Exercise brief — Every line of the material below should be repeated exactly.
———
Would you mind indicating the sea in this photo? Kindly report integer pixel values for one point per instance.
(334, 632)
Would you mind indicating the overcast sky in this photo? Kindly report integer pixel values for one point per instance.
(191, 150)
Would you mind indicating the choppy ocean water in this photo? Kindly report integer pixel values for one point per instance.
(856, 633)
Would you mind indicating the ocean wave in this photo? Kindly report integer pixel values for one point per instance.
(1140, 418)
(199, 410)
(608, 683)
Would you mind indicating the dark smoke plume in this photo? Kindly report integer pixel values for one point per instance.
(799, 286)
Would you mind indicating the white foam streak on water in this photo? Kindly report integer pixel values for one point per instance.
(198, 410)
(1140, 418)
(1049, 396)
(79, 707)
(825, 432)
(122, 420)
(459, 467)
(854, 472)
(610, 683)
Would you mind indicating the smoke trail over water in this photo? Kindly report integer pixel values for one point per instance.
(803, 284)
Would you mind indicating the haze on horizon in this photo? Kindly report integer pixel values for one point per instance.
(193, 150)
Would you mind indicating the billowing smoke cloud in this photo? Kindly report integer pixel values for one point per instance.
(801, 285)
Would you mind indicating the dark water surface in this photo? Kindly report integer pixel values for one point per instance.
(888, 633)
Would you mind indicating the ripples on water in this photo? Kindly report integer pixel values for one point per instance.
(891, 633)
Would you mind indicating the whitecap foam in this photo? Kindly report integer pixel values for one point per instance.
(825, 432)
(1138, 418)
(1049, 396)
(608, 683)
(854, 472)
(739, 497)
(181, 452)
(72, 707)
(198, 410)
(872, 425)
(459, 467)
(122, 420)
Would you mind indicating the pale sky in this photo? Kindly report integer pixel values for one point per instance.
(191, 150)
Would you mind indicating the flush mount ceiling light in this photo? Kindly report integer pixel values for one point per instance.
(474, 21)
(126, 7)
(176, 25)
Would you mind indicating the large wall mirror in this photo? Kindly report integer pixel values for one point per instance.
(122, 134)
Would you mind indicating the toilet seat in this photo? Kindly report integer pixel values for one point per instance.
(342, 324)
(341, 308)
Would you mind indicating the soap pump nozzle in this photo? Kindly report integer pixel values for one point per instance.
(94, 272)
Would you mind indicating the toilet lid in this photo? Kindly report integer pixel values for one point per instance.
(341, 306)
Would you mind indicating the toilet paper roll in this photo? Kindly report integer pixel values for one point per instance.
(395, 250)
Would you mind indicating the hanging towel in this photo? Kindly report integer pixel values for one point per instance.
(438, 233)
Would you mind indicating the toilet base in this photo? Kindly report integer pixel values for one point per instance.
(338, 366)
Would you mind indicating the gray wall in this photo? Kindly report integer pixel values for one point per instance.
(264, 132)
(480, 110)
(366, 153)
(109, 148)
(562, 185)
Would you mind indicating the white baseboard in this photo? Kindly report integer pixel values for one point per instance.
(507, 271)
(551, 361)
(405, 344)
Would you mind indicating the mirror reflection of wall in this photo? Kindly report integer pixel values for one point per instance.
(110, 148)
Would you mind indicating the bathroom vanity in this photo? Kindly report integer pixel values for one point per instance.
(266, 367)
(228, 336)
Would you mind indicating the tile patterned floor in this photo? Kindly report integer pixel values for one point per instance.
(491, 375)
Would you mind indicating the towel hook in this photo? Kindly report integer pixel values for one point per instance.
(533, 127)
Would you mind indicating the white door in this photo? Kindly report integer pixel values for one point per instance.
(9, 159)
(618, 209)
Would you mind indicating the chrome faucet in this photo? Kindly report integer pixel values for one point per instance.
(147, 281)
———
Complete output —
Would you mind indicating the sea in this photo? Kindly report integer pixel values for one point per instance.
(334, 632)
Would you mind indicating the overcast sky in this photo? Kindly report integer pixel values for one point per instance.
(191, 150)
Would you mind indicating the choppy ocean water in this photo? Kindly report integer pixel values for one point per instance.
(856, 633)
Would you mind indicating the ocean wave in this photo? Kindly report integer pixel values for one point per instance.
(1140, 418)
(199, 410)
(608, 683)
Would you mind indicating the dark smoke plume in this photo? Kindly report integer pixel values for one point per instance.
(799, 286)
Would you mind indicating the white foam streak on water in this photo? Kindly report integer pixel values for one point per instance.
(198, 410)
(1140, 418)
(1049, 396)
(79, 707)
(825, 432)
(122, 420)
(459, 467)
(854, 472)
(610, 683)
Would you mind indicating the smoke trail over water in this photo? Kindly report integer pixel values for one point per instance.
(803, 284)
Would you mind indicating the haze on horizon in this photo? Kindly report integer pixel values for one point per instance.
(193, 150)
Would you mind indicating the billowing smoke cloud in this photo? Kindly report integer pixel values for one point per instance.
(801, 285)
Would you mind indicating the dark water surface in this photo? Kindly report integer pixel values for one point per instance.
(888, 633)
Would you mind indicating the ripples on water in this photo? Kindly report integer pixel values for one point per instance.
(891, 633)
Would you mind indicating the whitecap foam in this photo? Kindly report integer pixel values for one point per instance.
(825, 432)
(1138, 418)
(1049, 396)
(608, 683)
(854, 472)
(739, 497)
(181, 452)
(72, 707)
(198, 410)
(872, 425)
(459, 467)
(122, 420)
Would you mind indicating the pale sky in this photo? Kindly report integer pixel values for one point per instance.
(191, 150)
Would you mind indicating the flush mount ceiling light in this photo? Kindly report integer pixel values for one point per instance.
(474, 21)
(126, 7)
(176, 25)
Would you mind indicating the large wall mirror in this photo? Kindly report integer pixel values for one point per instance.
(122, 134)
Would you mind indicating the toilet seat in this photo? Kindly report integer pixel values for one point per instance.
(342, 324)
(341, 308)
Would you mind indicating the soap pump nozzle in this photo? Kindly report integer pixel values for one point per instance.
(94, 272)
Would you mind indicating the toilet lid in this photo? Kindly report integer pixel values for one point per instance.
(341, 306)
Would you mind indicating the toilet paper roll in this photo? Kindly report integer pixel values for one point per instance.
(395, 250)
Would you mind indicating the hanging towel in this photo? Kindly report integer pixel values for one point per instance.
(438, 233)
Would you mind indicating the toilet base in this photo? Kindly report integer pixel values for one point per instance.
(338, 366)
Would you mind indicating the gray wall in this photo? Kindly report integer pixel values for one point per instance.
(264, 132)
(480, 110)
(366, 153)
(109, 148)
(562, 185)
Would you mind indicating the white baseboard in this photo? Kindly report integer pixel values for one point per instance.
(507, 271)
(551, 361)
(405, 344)
Would you mind indicating the mirror reflection of wall in this photo? Kindly report integer pixel values for one point per instance.
(110, 148)
Would you mind indicating the bathroom vanity in this photo? Kindly report integer pixel values for one point per instance.
(266, 367)
(228, 336)
Would you mind indicating the tile patterned floor in this photo? Kindly report integer pixel values for one point per instance.
(491, 375)
Would you mind indicating the towel hook in this photo? Kindly report integer pixel values for one point per instance.
(533, 127)
Would you mind indicating the white door in this photo? Kindly report integer pixel values for one point per instance.
(9, 159)
(618, 209)
Would you mind indicating the chrome faucet in this photo? Kindly report integer pixel values for one point per instance.
(147, 281)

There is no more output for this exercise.